-- Start Listed records --

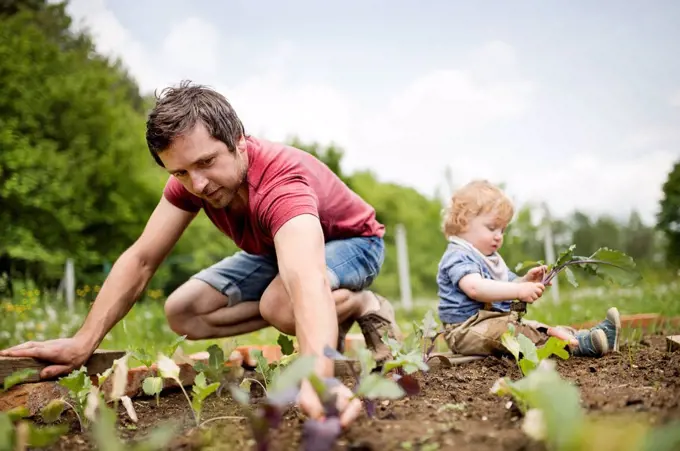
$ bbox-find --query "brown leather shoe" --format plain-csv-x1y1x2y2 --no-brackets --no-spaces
356,292,403,364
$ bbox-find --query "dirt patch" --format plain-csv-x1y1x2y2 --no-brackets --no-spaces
38,336,680,451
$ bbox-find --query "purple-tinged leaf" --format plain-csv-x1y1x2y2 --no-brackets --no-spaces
364,399,375,418
427,354,453,368
394,374,420,396
302,417,342,451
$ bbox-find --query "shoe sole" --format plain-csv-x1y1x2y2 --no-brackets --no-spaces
607,307,621,352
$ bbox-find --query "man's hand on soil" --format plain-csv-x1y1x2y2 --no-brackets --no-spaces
0,338,90,379
298,380,362,428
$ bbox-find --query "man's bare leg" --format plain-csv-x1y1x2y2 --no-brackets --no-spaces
260,276,380,335
165,279,270,340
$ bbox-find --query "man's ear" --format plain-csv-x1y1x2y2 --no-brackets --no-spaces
236,135,248,153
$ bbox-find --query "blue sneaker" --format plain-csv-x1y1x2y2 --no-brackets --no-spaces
571,327,609,357
593,307,621,352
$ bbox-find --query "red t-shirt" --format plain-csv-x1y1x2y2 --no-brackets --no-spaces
163,137,385,255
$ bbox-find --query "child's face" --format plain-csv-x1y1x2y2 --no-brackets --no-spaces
459,211,506,255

-- End Listed records --

● **Aim**: Please rescale the data from its start through the line holding "298,380,362,428", inclusive, repeating every command line and multiplying each bounding-box coordinate by 1.85, rounded to whole numbers with halves going up. Leave the pictures out of your answer.

● **The output**:
$ bbox-find --query "brown leather shoe" --format plain-csv-x1y1x2y2 --no-brackets --no-spaces
659,540,746,673
$ bbox-find --query "dirt patch" --format plain-csv-x1y1x2y2 --no-brackets --no-spaces
70,622,1258,834
$ bbox-find --query "purple-tinged leaf" --format plain-csv-x1y1x2y2 --no-brackets --no-spaces
673,738,694,773
790,655,838,681
729,692,777,733
559,771,633,834
$ bbox-find --query "shoe sole" --format plain-csv-x1y1x2y2 --no-brackets --no-spaces
1123,568,1149,651
$ bbox-find --query "man's hand on soil" --format plain-csv-x1y1x2y2 --no-brackets --no-spaces
0,625,167,701
551,703,670,792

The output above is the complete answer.